- Task goal: Only the lines from the line holding "For each instance of the tree trunk, the" through the final line of the entries below are to be returned, exactly as they stand.
--- Start of Extracted data ---
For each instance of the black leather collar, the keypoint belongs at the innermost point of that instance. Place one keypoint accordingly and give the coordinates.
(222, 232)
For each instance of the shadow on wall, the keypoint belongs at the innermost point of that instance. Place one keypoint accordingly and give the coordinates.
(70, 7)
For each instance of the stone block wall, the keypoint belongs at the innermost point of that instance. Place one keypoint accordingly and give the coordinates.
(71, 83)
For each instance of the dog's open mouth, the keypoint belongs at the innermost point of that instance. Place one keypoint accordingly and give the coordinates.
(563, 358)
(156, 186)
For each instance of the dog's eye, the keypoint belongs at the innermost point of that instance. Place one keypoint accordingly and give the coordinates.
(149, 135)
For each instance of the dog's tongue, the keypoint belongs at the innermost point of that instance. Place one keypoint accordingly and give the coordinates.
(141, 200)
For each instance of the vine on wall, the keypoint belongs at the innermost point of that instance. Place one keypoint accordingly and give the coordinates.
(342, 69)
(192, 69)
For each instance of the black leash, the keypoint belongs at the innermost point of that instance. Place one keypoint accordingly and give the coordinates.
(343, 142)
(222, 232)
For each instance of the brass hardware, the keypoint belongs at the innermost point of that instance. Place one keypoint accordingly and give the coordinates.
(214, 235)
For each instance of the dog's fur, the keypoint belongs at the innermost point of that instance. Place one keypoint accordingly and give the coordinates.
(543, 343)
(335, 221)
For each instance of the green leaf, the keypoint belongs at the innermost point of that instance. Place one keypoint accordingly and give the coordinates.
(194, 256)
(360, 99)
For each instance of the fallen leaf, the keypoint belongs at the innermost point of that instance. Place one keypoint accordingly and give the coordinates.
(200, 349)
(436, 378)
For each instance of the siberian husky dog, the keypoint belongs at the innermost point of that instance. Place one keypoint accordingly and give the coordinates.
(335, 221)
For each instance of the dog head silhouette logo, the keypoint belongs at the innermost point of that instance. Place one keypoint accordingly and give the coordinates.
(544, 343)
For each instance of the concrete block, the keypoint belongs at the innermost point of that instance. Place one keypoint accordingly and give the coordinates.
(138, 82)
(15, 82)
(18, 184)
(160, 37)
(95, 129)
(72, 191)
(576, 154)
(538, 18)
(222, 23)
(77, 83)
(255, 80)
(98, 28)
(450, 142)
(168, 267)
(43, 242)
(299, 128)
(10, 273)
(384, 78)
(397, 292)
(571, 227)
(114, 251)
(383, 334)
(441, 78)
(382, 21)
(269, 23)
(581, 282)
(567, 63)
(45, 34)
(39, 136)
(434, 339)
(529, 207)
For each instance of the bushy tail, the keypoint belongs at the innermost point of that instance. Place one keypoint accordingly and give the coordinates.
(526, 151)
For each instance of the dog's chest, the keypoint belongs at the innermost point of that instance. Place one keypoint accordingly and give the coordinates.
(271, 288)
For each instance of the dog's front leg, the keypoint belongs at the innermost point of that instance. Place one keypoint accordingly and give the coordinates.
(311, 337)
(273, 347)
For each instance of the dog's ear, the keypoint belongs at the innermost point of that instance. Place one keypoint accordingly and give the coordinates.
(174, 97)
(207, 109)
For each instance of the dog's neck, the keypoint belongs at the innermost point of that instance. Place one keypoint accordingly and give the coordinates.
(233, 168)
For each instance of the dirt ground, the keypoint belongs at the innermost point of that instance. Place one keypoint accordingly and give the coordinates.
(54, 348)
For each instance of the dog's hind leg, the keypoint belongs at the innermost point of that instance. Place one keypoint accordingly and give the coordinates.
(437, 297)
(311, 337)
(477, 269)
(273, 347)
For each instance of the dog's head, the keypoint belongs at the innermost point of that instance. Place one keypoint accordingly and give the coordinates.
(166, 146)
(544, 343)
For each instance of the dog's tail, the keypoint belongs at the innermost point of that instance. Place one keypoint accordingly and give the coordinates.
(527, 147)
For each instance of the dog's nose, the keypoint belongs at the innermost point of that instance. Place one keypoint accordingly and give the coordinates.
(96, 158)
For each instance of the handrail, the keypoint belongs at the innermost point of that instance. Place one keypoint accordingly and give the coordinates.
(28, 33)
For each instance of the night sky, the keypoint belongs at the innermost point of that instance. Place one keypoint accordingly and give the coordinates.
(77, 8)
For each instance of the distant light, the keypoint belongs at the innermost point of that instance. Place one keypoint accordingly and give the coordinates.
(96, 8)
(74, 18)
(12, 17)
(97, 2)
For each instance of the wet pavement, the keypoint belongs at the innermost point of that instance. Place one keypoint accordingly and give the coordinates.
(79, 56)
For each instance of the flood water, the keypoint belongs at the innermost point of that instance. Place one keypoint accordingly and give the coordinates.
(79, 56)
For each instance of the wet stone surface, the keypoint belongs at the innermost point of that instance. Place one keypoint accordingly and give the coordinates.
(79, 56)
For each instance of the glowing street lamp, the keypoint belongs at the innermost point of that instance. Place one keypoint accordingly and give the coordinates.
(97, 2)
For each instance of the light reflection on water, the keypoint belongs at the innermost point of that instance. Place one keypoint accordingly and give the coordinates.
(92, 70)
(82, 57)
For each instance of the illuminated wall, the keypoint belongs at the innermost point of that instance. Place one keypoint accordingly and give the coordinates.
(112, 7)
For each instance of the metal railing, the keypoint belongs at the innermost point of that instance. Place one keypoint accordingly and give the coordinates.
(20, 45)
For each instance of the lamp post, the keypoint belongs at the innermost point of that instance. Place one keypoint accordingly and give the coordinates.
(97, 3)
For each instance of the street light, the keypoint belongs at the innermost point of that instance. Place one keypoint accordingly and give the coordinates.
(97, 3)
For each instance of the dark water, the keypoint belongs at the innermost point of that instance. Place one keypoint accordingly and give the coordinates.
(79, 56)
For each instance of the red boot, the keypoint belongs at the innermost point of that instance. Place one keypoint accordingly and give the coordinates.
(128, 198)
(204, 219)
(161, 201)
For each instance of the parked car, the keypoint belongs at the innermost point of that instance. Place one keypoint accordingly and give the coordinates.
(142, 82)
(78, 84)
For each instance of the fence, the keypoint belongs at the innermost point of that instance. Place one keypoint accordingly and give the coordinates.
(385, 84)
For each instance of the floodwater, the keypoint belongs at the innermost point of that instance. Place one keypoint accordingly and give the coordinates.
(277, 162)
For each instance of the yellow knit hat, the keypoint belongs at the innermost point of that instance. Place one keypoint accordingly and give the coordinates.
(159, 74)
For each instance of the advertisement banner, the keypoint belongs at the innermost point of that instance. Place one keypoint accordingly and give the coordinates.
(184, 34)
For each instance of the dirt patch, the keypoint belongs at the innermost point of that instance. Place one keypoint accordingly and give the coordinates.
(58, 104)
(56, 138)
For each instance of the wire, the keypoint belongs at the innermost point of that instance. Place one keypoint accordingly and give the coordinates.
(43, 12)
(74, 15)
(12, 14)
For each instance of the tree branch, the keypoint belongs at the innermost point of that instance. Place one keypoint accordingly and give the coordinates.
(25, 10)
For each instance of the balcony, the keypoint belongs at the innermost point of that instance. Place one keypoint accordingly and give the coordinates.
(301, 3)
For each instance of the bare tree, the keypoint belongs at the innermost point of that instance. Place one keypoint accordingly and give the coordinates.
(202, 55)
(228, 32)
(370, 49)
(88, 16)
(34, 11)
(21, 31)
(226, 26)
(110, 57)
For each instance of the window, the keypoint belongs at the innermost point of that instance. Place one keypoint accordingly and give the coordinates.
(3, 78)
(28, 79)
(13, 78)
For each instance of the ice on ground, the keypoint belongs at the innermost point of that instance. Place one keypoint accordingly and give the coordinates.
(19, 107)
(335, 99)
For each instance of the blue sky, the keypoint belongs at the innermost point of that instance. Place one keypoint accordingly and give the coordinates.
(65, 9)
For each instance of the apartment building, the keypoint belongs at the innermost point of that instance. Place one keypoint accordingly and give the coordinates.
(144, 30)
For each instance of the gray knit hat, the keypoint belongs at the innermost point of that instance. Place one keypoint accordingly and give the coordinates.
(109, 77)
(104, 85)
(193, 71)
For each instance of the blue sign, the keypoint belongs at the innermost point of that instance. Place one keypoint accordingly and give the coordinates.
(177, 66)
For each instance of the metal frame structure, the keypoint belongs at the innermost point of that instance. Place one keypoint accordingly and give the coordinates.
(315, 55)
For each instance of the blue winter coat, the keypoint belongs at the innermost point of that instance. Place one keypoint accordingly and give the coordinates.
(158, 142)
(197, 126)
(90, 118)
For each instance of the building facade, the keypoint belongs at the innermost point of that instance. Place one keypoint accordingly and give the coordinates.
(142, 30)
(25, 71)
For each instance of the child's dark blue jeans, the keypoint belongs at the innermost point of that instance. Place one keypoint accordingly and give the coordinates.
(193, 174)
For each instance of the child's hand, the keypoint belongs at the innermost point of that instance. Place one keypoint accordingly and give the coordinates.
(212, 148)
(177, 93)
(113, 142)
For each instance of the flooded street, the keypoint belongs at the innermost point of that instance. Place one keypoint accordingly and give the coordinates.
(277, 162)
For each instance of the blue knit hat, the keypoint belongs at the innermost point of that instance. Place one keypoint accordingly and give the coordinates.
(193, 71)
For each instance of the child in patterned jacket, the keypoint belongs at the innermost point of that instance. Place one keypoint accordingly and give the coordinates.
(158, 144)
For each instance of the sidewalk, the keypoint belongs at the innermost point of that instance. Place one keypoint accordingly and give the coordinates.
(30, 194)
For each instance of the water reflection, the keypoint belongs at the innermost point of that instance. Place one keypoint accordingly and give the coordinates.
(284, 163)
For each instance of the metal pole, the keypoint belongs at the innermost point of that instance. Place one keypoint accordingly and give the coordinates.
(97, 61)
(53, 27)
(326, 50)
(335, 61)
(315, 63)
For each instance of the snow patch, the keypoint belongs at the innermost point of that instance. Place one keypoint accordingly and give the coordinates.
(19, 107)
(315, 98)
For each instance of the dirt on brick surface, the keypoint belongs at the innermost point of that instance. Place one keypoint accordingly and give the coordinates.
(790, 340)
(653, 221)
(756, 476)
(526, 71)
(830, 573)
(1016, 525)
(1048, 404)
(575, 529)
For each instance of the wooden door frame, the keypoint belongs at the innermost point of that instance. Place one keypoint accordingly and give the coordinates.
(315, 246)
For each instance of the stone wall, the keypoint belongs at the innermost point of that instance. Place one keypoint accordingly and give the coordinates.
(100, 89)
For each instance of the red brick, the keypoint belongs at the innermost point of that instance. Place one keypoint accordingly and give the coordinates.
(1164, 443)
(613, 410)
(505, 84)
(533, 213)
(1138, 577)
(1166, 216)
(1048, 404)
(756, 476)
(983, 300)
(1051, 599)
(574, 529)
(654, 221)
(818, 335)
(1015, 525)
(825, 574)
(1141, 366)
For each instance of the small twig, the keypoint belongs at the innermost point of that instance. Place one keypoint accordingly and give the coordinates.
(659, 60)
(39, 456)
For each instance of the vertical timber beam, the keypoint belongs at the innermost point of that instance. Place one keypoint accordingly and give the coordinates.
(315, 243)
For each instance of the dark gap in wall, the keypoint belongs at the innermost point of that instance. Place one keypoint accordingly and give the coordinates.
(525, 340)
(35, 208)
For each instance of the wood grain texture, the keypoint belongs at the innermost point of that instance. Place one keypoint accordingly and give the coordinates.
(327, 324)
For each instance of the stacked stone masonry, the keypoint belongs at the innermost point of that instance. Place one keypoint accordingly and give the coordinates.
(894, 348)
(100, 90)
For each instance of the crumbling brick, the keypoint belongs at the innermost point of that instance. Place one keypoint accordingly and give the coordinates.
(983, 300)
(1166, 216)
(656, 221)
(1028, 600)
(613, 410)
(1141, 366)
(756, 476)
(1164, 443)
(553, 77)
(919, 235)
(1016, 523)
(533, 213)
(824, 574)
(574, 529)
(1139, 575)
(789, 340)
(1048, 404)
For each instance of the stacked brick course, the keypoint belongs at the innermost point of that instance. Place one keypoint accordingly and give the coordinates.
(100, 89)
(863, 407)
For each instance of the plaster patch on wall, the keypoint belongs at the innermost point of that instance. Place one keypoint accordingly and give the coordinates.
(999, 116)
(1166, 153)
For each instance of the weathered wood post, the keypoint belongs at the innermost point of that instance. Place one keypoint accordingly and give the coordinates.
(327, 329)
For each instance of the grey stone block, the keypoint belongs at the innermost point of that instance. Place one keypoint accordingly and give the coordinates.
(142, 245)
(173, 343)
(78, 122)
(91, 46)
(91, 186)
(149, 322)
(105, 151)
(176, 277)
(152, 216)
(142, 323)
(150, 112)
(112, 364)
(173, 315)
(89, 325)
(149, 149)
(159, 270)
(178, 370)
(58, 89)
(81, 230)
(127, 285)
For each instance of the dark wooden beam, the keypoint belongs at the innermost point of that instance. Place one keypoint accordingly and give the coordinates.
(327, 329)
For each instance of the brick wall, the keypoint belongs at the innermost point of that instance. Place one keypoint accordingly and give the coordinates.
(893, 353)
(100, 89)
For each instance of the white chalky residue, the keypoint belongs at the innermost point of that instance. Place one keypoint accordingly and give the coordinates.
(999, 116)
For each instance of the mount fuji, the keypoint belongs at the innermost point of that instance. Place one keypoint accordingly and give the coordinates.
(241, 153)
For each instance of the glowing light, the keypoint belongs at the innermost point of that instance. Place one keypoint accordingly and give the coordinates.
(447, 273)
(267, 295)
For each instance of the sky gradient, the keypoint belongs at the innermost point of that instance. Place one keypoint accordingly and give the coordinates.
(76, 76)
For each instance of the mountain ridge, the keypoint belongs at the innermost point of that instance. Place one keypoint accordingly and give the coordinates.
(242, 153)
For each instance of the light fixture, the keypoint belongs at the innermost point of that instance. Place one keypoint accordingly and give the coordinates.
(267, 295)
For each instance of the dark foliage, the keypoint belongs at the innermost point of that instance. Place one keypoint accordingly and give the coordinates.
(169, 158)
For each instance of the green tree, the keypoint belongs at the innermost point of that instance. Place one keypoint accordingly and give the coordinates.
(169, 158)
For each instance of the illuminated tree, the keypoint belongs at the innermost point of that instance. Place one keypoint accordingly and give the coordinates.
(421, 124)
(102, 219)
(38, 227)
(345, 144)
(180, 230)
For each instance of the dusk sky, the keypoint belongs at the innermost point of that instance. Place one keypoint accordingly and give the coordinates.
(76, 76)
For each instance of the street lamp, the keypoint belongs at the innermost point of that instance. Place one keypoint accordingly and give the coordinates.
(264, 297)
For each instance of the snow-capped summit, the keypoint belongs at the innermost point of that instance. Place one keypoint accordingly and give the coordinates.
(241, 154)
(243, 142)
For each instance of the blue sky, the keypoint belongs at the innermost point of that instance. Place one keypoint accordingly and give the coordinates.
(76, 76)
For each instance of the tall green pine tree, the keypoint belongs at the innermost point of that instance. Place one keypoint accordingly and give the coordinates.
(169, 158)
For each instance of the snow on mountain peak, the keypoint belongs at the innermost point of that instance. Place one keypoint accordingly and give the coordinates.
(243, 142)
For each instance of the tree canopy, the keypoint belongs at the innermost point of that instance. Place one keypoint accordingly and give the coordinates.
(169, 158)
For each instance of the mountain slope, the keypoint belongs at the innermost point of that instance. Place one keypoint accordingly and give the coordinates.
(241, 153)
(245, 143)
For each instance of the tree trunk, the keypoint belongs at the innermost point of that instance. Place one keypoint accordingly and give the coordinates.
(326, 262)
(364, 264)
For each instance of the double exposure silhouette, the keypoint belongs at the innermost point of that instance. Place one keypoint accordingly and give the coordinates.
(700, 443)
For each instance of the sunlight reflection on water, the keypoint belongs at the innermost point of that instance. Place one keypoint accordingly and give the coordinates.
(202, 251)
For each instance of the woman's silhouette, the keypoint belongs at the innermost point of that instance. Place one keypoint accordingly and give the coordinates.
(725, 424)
--- End of Extracted data ---
- Correct response:
For each instance of the tree trunk, the keypoint belongs at the innermost point of that instance. Place one keypoint accordingly and give the coordinates.
(326, 262)
(364, 264)
For each instance of the double exposure silhouette, the keypoint belongs at the innermost point of that instance. Place one keypoint accordingly and give the coordinates.
(700, 443)
For each instance of the sunlight reflection on water, the keypoint belongs at the innermost point of that instance. Place one keypoint accordingly and give the coordinates.
(202, 251)
For each instance of the woman's silhouette, the keypoint belongs at the innermost point of that instance. Place one keypoint accordingly and give the coordinates.
(725, 424)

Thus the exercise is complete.